Source document:

····················

A perfect example of the puzzlement created by the “prawning” industry (take that!) is the Black Tiger Shrimp (Penaeus Monodon) and the much larger Tiger Prawn (Penaeus Monodon) both of which are delicious on a bed of spinach and smothered in cilantro-lime butter and a feast for the eyes hanging off the rim of a martini glass filled with cocktail sauce. Thus proving that prawns are just as tasty as shrimp, for the Black Tiger “shrimp” is actually the largest species of Prawn (not a shrimp) in the world, capable of reaching 14 inches (36 cm) when not harvest while still shrimpy, or is that wimpy? Talk about colossal!
Incidentally, as if all this prawn/shrimp nonsense wasn’t enough we have the even more bewildering Shrimp Scampi of American-Italian restaurant fame. Scampi is the plural of Scampo, being Italian for the small (9 inch) Norway Lobster (Nephrops norvegics). Also known in French as the Langoustine (Does this sound familiar?) and even more perplexing, as the "Dublin Bay Prawn". It is official, not only does “Prawn” mean large, jumbo or colossal shrimp as well as, well, Prawn (unless said prawn is small, at which point it must be referred to as shrimp), but also small (shrimpy?) lobster.
In the U.S., restaurateurs (no ‘n’) use scampi to denote “shrimp”, or in some cases small prawns, but very rarely do they mean actual Scampi. This makes their menu look more authentically “Italian”, I guess. Gamberetto, Granchiolino, and Gambero, which are perfectly serviceable Italian words meaning “shrimp” or “prawn”, must all look and sound too Spanish or something. To further obscure the term, Scampi is also used as a proper name for the popular dish of shrimp, or prawns, in garlic butter and white wine which was called Langostino in the 70s and early 80s and served in just about every steak house in the country. This "dish" is made with Scampi (Norway Lobster) in Italy, not shrimp, and I have my suspicions that disco era “Langostino” was made with crayfish (fresh water lobster). All this makes “scampi” appear to be a specific preparation resulting in such dishes as “Shrimp Scampi” which while not an oxymoron, is “moros”ly redundant like PIN number (Personal Identification Number Number) and ATM Machine (Automated Teller Machine Machine).

····················

Provided records:
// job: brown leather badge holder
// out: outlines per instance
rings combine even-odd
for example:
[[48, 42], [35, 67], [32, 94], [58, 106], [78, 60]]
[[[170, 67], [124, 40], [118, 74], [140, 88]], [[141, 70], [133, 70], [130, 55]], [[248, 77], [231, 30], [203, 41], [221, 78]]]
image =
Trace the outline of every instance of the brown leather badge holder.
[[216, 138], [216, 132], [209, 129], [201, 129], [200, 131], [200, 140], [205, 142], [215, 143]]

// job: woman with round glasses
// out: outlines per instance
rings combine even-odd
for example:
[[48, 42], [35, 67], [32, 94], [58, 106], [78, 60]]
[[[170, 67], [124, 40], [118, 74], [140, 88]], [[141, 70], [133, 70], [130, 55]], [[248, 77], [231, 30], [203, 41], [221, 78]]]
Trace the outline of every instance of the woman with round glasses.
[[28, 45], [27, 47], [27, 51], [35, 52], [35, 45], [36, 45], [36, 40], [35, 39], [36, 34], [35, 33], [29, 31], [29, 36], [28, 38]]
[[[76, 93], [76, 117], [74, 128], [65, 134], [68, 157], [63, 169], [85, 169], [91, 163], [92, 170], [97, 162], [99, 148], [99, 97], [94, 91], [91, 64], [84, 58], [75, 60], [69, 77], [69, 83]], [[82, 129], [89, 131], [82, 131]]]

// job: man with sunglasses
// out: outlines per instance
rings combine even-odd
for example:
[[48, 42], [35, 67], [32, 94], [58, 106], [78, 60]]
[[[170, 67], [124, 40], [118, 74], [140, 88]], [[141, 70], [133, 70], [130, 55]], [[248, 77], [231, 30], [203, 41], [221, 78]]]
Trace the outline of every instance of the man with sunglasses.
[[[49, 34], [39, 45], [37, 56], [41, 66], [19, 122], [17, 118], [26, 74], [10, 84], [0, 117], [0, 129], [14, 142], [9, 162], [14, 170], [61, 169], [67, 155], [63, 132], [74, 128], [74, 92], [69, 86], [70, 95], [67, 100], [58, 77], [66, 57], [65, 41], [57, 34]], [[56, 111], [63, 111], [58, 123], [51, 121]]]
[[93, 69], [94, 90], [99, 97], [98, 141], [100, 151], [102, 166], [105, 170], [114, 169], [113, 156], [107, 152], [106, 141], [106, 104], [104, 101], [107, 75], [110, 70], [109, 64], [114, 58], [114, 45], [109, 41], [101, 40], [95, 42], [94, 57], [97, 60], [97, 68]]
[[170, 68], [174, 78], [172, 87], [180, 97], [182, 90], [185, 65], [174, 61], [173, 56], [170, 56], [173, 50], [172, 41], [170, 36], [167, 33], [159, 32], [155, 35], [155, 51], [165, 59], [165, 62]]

····················

Given request: Please translate this sentence from the passage on shrimp and prawns into Spanish: "This "dish" is made with Scampi (Norway Lobster) in Italy, not shrimp, and I have my suspicions that disco era “Langostino” was made with crayfish (fresh water lobster)." These records come from another source.

Output of the exercise: En Italia, este "plato" se prepara con Scampi (cigala), no con camarones, y tengo mis sospechas de que el "Langostino" de la época disco se hacía con cangrejos de río (langosta de agua dulce).